***** SUPPLIED DATA *****

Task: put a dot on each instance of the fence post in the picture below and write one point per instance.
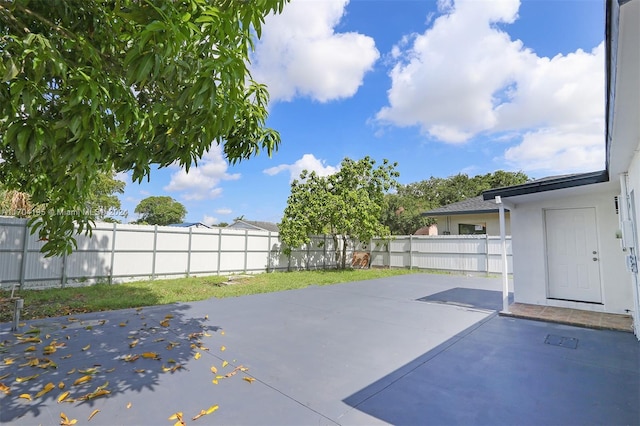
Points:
(389, 252)
(153, 261)
(246, 249)
(63, 272)
(113, 253)
(189, 253)
(410, 252)
(219, 249)
(486, 249)
(25, 252)
(324, 252)
(268, 251)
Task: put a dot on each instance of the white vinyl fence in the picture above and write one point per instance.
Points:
(122, 252)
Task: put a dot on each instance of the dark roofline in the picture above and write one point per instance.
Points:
(459, 213)
(612, 17)
(553, 184)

*****

_TASK REQUIREMENTS_:
Repeat only the lines from the one holding "Task: put a dot on each instance of the white" through the last line of the data.

_FINISHED TASK_:
Task: put a dot on each instance of the white vinyl fence in the picture above and write one point per instance.
Points:
(122, 252)
Task: put a dot on each instance of the dark roofline in the picture above and write one point per instance.
Points:
(459, 213)
(612, 17)
(553, 184)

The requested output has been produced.